(What is needed) Find every line in the listing below that contains the word "green", and copy each of those lines.

┌──

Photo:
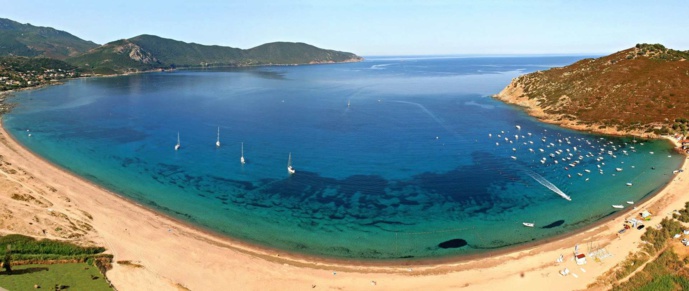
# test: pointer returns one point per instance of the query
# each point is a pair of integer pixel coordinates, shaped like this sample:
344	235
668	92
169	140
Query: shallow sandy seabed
167	254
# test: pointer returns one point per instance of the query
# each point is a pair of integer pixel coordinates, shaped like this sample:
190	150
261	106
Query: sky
376	27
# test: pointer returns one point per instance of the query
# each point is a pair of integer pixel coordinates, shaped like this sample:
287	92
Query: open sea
395	158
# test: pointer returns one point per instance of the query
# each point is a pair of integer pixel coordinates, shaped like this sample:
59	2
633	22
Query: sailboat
217	143
241	159
290	170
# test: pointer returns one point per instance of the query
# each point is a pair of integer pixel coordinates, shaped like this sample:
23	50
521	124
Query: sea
395	158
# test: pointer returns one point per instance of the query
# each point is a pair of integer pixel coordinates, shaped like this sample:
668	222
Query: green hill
641	90
148	52
18	39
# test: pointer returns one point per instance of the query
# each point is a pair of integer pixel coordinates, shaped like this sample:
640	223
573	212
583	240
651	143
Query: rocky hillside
148	52
26	40
643	90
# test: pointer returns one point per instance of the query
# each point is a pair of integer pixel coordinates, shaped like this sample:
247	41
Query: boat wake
541	180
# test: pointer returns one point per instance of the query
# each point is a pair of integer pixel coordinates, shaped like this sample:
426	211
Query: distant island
640	91
146	53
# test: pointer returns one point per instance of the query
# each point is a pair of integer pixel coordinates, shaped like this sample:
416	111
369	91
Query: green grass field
78	276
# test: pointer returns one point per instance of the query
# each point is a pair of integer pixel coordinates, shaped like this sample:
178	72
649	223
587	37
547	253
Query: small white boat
290	170
241	159
217	143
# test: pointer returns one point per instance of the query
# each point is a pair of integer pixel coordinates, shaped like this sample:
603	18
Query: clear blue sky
376	27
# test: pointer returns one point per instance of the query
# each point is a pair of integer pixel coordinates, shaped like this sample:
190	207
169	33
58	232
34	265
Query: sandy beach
164	254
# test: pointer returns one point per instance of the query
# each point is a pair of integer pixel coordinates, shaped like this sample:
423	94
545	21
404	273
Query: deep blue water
407	170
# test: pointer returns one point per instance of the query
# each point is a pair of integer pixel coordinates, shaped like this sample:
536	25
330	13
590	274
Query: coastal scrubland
641	90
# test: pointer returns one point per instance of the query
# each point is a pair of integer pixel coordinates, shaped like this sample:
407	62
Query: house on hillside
685	144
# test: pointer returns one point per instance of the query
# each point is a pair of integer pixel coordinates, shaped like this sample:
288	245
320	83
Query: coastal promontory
643	91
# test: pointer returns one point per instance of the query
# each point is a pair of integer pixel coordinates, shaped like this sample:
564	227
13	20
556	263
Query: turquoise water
407	170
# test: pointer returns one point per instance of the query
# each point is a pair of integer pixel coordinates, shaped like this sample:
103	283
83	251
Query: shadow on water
453	243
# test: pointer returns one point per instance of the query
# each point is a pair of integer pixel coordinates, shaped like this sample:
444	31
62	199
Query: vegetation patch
75	276
129	264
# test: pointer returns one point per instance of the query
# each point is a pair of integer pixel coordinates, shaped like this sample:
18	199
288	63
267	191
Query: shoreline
116	212
514	94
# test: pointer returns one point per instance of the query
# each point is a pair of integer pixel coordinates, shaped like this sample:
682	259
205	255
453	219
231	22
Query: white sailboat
241	159
217	143
290	170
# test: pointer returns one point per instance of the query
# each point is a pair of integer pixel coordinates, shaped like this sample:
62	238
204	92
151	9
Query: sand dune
164	254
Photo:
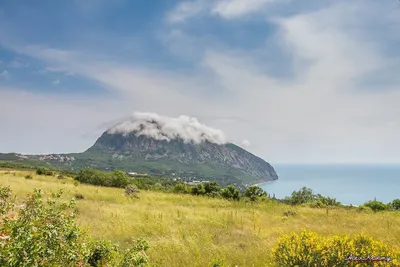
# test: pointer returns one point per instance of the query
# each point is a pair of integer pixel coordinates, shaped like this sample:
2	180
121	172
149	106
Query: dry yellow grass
185	230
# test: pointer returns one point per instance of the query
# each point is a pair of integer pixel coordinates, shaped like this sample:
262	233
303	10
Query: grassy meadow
186	230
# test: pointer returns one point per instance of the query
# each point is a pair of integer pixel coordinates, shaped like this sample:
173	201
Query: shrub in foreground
309	249
44	171
376	205
255	192
44	233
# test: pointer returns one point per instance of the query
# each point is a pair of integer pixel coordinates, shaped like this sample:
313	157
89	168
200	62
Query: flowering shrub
309	249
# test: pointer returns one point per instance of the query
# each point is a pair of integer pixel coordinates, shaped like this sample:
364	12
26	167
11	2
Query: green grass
185	230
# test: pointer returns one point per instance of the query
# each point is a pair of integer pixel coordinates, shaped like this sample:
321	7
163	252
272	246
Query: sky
291	81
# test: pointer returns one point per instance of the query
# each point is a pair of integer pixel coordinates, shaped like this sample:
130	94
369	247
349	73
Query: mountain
181	148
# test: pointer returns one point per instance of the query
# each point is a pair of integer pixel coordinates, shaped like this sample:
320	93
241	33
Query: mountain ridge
136	152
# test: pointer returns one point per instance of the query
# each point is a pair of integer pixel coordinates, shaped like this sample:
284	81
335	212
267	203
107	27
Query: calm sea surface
349	184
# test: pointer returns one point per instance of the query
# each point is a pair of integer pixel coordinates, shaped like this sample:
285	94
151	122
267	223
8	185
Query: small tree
181	188
198	190
212	189
230	192
375	205
395	204
131	191
304	195
254	192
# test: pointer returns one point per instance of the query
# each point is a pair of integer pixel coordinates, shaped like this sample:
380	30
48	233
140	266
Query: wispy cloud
317	109
18	63
5	74
227	9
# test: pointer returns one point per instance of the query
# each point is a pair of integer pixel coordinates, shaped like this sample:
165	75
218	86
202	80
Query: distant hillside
139	150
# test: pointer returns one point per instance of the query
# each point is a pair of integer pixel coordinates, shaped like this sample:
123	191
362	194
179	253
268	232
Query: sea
349	184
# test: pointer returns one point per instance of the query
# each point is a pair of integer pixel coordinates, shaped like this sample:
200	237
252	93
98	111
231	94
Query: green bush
131	191
44	233
95	177
230	192
198	190
181	189
395	204
310	249
101	253
212	189
44	171
255	192
375	205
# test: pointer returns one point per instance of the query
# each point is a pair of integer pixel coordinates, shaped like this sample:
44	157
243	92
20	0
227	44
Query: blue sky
300	81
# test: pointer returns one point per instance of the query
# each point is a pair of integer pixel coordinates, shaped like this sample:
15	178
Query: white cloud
246	143
229	9
166	128
186	9
321	113
63	120
5	74
17	63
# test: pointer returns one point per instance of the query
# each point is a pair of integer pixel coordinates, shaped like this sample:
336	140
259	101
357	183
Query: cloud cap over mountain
167	128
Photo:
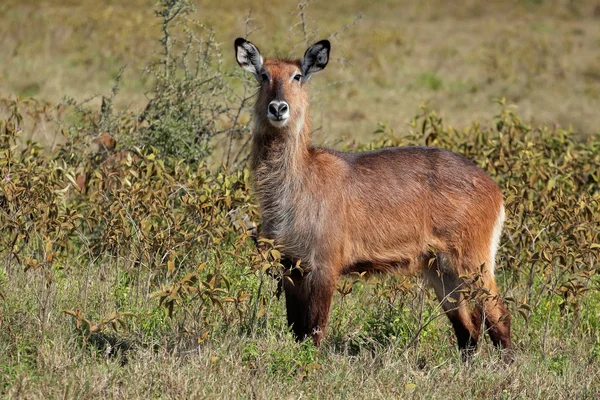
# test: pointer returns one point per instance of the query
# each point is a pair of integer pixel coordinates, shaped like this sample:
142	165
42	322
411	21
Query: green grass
386	339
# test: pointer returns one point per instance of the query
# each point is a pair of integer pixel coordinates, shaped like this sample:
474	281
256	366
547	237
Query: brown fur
390	210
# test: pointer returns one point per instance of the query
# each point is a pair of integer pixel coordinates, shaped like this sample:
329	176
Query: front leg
308	303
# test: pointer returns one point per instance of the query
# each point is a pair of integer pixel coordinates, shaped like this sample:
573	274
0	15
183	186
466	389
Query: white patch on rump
496	238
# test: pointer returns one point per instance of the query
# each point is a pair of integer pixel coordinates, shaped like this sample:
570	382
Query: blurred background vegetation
456	56
128	266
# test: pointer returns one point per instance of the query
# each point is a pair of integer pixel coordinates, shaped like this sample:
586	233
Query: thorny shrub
180	235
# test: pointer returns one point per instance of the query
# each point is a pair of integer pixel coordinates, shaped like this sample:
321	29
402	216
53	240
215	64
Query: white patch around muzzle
278	113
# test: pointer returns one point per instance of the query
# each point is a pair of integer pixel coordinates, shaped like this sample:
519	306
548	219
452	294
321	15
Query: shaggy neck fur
279	163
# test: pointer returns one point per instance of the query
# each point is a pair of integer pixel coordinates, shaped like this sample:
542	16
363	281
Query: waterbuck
397	210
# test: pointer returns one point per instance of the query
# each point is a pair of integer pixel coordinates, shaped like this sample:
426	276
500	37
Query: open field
144	282
458	57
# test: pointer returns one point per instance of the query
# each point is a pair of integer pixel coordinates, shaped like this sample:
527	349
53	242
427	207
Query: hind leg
447	286
497	318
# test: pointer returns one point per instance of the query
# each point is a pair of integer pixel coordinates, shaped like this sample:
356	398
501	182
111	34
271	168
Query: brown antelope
406	209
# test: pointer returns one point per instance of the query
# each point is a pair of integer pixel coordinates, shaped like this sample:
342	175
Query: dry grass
541	56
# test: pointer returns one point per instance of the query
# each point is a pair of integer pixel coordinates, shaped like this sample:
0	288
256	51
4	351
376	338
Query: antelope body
391	210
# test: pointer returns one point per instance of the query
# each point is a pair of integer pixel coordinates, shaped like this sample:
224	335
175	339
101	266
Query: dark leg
308	301
447	287
497	321
296	302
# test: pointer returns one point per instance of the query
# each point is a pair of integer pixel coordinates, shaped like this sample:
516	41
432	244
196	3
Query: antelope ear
315	58
248	56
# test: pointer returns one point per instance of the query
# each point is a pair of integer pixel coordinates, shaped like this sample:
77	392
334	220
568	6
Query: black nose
278	108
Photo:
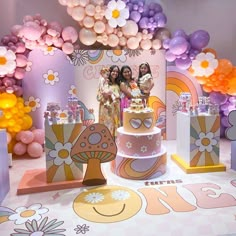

└──

(Written reply)
Query: green hill
Query: green grass field
Query: green grass
Query: green bush
Query: green grass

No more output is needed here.